# Start of Provided data

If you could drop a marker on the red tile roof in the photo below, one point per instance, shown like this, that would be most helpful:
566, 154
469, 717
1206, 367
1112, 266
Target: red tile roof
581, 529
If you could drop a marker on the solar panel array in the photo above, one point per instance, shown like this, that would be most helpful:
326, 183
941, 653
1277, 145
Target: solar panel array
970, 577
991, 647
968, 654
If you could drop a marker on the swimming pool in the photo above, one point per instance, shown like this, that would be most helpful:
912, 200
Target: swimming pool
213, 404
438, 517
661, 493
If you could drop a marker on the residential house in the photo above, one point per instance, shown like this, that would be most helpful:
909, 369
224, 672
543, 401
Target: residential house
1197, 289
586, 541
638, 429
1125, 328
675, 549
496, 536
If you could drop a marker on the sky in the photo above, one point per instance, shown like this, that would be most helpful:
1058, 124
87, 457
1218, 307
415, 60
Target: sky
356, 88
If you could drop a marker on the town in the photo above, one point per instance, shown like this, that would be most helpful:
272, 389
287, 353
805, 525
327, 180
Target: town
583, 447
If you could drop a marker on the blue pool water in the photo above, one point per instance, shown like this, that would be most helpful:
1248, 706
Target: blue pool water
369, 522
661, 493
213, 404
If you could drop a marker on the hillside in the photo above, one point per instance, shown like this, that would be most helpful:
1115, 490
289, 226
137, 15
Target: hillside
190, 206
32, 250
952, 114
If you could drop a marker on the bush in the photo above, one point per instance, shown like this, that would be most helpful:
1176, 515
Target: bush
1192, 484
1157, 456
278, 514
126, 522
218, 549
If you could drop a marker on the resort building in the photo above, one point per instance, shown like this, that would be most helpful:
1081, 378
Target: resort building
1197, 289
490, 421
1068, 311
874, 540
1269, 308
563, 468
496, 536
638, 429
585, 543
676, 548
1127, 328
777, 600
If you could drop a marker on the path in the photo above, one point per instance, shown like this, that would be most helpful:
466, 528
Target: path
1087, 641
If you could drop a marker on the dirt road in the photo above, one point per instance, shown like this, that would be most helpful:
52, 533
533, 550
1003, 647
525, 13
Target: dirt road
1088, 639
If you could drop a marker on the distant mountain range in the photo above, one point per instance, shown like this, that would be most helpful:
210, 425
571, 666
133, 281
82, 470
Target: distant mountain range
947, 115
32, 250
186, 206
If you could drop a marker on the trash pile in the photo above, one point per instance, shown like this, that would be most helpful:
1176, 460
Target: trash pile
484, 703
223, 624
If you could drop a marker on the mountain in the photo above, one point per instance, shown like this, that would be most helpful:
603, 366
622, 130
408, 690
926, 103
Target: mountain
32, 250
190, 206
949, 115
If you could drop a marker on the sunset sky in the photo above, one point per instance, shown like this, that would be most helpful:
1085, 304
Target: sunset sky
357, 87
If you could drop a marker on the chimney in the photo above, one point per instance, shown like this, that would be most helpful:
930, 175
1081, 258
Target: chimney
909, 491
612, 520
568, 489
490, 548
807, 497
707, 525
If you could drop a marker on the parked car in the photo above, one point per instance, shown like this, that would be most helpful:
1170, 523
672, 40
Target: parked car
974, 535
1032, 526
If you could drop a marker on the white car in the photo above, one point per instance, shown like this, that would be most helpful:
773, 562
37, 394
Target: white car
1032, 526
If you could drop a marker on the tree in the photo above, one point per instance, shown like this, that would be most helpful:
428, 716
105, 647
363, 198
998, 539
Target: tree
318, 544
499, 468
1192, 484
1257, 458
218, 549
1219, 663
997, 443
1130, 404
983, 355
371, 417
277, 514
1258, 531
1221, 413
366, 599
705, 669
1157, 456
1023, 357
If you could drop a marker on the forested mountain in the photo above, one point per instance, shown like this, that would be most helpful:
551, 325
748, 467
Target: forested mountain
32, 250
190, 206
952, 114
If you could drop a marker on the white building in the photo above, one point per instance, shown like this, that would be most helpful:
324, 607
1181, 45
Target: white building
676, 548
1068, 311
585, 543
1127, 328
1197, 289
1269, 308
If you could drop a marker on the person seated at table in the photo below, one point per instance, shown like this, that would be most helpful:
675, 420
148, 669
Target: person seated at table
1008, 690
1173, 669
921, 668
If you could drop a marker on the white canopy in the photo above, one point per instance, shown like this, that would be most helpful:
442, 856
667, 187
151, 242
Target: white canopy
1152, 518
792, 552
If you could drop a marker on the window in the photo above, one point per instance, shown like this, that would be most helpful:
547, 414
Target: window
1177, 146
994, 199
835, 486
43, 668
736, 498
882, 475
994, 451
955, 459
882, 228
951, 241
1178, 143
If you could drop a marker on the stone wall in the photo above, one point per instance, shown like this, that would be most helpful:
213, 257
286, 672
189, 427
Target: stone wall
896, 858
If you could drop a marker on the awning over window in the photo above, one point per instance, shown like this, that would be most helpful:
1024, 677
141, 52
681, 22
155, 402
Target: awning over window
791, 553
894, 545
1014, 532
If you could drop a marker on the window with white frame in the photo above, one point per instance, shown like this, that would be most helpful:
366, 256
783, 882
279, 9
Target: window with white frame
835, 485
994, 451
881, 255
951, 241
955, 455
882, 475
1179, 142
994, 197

# End of Provided data

What you are asked to do: With the line containing "If you could drop a marker on the stone" as the first and the last line of the records as the final one, print exactly the lines in that span.

Solution to this exercise:
If you could drop a marker on the stone wall in the photo above, one point per instance, shown like this, that would be most helpful:
213, 257
286, 672
189, 427
Target: stone wall
896, 858
If you could drop a marker on the awning over window in the photo above, one point per instance, shown like this, that would be most helpful:
1024, 677
141, 52
681, 22
155, 402
Target: awning over window
791, 553
894, 545
1014, 532
If you could drop a marker on the window with white frame in the photo above, one point per instance, shown like this, that would be most helpful:
366, 256
783, 882
279, 9
Target: window with white frame
835, 485
994, 451
881, 255
951, 241
955, 455
882, 475
1179, 142
994, 197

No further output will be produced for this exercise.